**DATA FOR THE TASK:**

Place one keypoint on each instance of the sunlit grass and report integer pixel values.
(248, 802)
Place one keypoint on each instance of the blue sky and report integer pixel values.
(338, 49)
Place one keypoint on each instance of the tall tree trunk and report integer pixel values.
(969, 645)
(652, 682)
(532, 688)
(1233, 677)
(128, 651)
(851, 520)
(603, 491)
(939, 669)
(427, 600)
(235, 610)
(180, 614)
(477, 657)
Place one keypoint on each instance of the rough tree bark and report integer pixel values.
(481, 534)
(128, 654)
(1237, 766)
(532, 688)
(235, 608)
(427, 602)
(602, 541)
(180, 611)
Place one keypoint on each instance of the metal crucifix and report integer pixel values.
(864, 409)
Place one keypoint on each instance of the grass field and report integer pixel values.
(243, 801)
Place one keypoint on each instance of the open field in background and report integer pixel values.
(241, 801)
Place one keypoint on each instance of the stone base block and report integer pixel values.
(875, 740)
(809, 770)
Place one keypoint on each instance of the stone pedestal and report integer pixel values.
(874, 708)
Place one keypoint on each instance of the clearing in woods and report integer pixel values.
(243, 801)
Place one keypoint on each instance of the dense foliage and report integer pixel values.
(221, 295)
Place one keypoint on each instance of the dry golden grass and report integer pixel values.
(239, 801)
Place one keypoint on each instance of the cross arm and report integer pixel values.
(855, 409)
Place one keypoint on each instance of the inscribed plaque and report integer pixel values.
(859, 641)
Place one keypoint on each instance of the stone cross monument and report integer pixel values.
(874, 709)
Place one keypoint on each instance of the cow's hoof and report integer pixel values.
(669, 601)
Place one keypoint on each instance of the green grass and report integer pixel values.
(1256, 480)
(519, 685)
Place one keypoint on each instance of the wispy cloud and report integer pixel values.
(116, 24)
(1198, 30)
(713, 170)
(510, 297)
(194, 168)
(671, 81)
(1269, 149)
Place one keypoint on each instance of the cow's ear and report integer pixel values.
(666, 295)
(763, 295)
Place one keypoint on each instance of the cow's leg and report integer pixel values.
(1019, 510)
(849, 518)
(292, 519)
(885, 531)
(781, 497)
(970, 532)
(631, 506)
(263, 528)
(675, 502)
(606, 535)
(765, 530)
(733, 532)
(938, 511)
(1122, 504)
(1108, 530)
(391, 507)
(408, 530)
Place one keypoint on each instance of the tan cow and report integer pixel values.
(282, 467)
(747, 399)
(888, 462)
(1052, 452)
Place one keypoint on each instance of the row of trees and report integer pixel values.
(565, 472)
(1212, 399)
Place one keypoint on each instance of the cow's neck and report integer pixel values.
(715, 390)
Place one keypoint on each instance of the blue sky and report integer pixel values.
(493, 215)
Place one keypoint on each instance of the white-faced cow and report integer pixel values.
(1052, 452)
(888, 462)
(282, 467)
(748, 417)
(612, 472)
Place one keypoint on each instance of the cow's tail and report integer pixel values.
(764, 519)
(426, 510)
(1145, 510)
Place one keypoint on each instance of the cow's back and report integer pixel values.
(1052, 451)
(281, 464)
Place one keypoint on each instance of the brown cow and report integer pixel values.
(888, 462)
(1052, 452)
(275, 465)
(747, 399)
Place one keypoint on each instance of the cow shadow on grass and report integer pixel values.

**TO DO:** For this exercise, all the data must be repeated exactly.

**RESPONSE AREA:**
Place one keypoint on each instance of the sunlit grass and report integer pixel values.
(248, 802)
Place one keypoint on each instance of the blue sky and report integer pixel values.
(338, 49)
Place one keypoint on each instance of the tall tree trunk and report integer pixel values.
(969, 645)
(652, 682)
(532, 688)
(1233, 677)
(128, 651)
(851, 520)
(603, 491)
(939, 669)
(427, 600)
(235, 610)
(180, 614)
(477, 657)
Place one keypoint on each instance of the rough tree bark and report integer pixel values.
(481, 534)
(128, 654)
(1237, 766)
(532, 688)
(235, 608)
(427, 602)
(602, 541)
(180, 611)
Place one keypoint on each instance of the metal crucifix and report integer pixel values.
(864, 409)
Place one keypoint on each instance of the grass field and report integer pixel values.
(243, 801)
Place one keypoint on each instance of the open field in background and report integer pixel values.
(241, 801)
Place one keypoint on each instance of the stone base block and report integer pixel values.
(875, 740)
(809, 770)
Place one keypoint on each instance of the stone pedestal and report integer pixel values.
(874, 708)
Place one keypoint on each instance of the clearing in woods and report integer pixel values.
(243, 801)
Place one keypoint on each instance of the dense foliage and report integer pixel values.
(221, 295)
Place one keypoint on each instance of the dry golden grass and report integer pixel values.
(239, 801)
Place one keypoint on each instance of the cross arm and report integer pixel values.
(855, 409)
Place one keypoint on each instance of the inscribed plaque and report integer pixel values.
(859, 641)
Place one keypoint on each instance of the stone cross monument and report integer pixel values.
(874, 709)
Place one keypoint on each instance of the cow's hoof and report integer pixel values.
(669, 601)
Place one keypoint on each instance of the green grass and report integer pixel values.
(1256, 480)
(519, 685)
Place one keypoint on each instance of the wispy cloud and report integer pixel values.
(116, 24)
(1198, 30)
(713, 170)
(510, 297)
(194, 168)
(671, 81)
(1269, 149)
Place one keypoint on each instance of the cow's ear and report integer pixel values.
(666, 295)
(763, 295)
Place one keypoint on each instance of the cow's leg and report integer pixel values.
(1019, 510)
(849, 518)
(292, 519)
(885, 531)
(781, 497)
(970, 532)
(631, 506)
(263, 528)
(675, 502)
(606, 535)
(765, 530)
(733, 532)
(938, 511)
(1122, 504)
(1108, 530)
(391, 507)
(408, 530)
Place one keypoint on each instance of the tan cow and report integer pixel values.
(282, 467)
(747, 399)
(888, 462)
(1052, 452)
Place one keypoint on each instance of the row of trees and report integer pixel values.
(565, 472)
(1212, 399)
Place one keypoint on each instance of the cow's neck and report integer pixel values.
(715, 390)
Place one keypoint on each instance of the blue sky and report integer pixel values.
(493, 215)
Place one keypoint on each instance of the white-faced cow and report integer pixel values.
(1052, 452)
(888, 462)
(282, 467)
(748, 417)
(612, 472)
Place one keypoint on each instance of the cow's tail and report integer pixel values.
(764, 519)
(426, 510)
(1145, 510)
Place one keypoint on each instance of the cow's back and report integer pixel values.
(1052, 451)
(281, 464)
Place one keypoint on each instance of the brown cow and report integer pixel values.
(888, 462)
(1052, 452)
(275, 465)
(747, 399)
Place one keypoint on each instance of the cow shadow on grass and report integer pixel values.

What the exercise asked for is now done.